§ **Your instructions**: Without the images, write out the whole listing exactly.

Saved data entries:
►

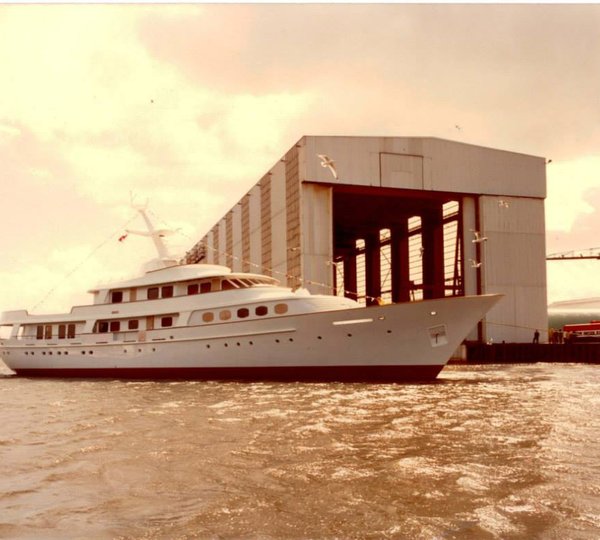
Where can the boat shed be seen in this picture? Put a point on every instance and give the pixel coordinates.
(393, 219)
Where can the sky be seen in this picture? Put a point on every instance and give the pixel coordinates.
(187, 106)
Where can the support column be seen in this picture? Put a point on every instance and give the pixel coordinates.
(400, 263)
(433, 254)
(372, 267)
(350, 283)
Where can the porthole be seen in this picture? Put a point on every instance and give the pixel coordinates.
(280, 309)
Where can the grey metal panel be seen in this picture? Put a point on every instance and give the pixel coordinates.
(255, 230)
(278, 223)
(401, 171)
(447, 165)
(514, 263)
(317, 238)
(236, 225)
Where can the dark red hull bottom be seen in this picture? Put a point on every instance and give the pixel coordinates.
(383, 374)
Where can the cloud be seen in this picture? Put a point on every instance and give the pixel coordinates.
(189, 105)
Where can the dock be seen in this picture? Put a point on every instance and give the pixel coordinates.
(523, 353)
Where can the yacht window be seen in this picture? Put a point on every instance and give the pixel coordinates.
(205, 287)
(280, 309)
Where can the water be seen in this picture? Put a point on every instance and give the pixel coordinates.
(484, 452)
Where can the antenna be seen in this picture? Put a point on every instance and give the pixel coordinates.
(156, 234)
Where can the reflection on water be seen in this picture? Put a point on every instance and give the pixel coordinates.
(484, 452)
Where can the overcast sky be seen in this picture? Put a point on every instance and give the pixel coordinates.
(189, 105)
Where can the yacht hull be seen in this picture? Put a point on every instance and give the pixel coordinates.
(392, 343)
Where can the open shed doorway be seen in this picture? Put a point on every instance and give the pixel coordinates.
(395, 245)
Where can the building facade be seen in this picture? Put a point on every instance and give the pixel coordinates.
(391, 219)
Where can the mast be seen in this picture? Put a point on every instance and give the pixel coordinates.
(164, 260)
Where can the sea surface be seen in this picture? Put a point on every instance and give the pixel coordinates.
(483, 452)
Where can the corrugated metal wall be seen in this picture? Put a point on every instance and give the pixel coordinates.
(283, 225)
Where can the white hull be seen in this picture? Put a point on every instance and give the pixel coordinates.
(410, 341)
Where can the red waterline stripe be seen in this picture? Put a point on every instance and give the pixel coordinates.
(308, 373)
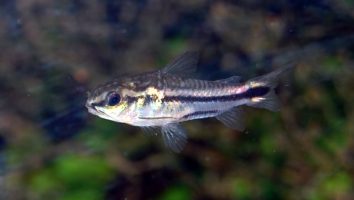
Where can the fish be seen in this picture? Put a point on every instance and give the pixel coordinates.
(161, 100)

◄

§ **Exercise solution**:
Where can the boat shed be seen in this picture? Put a point on every instance and give the pixel coordinates.
(393, 219)
Where can the sky be seen in this picture? Put a point on every instance and give the pixel coordinates.
(187, 106)
Where can the support column be seen in this picture? Put a point on every instance and give the pixel coordinates.
(400, 263)
(433, 254)
(372, 267)
(350, 283)
Where can the porthole be seen in this picture? Put a point on every instance and give the pixel coordinates.
(280, 309)
Where can the grey metal panel be seen in this picture? Put a point on every instance and give the pixel coordinates.
(255, 230)
(278, 223)
(401, 171)
(447, 165)
(514, 263)
(317, 238)
(236, 225)
Where can the dark red hull bottom be seen in this picture? Put a point on every instance and give the pixel coordinates.
(383, 374)
Where can the cloud be seen in this picture? Put a point on every instance and give the pixel coordinates.
(189, 105)
Where can the dock be seen in this picture? Put a point on every instance and give the pixel coordinates.
(523, 353)
Where can the yacht window be seen in this picture? Put a point on every instance and give the pixel coordinates.
(205, 287)
(280, 309)
Where can the water be seen in this picture? Put a point on every instance and give the pixel coordinates.
(484, 452)
Where can the antenna be seen in this picture? Put a point on every instance and give the pixel coordinates.
(156, 234)
Where can the reflection on water be seen in this picture? Put a point on every instance and give the pixel coordinates.
(484, 452)
Where can the overcast sky be seen in this picture? Put a point on every instance and give the pixel coordinates.
(189, 105)
Where can the yacht hull be seen in this picture? Put a point on every instance and give the pixel coordinates.
(392, 343)
Where can the open shed doorway be seen in this picture? Put a point on every instance and give the pixel coordinates.
(395, 245)
Where can the building facade be seen in this picture? Put a point on every instance and give the pixel coordinates.
(391, 219)
Where can the mast be seen in this picture? Put a point on every instance and give the pixel coordinates.
(164, 260)
Where can the sea surface be seen in this picture? Put a point on every instance and give the pixel coordinates.
(483, 452)
Where can the corrugated metal wall be seen in this picture? Put a point on every instance and give the pixel coordinates.
(283, 225)
Where can the white hull be seen in this picture? Put a point on every instance and give the pixel coordinates.
(410, 341)
Where can the red waterline stripe be seen in this picture? Put a point on every instance and give the pixel coordinates.
(308, 373)
Where can the fish be seen in this picture? Put a point on every instance and give the pixel coordinates.
(161, 100)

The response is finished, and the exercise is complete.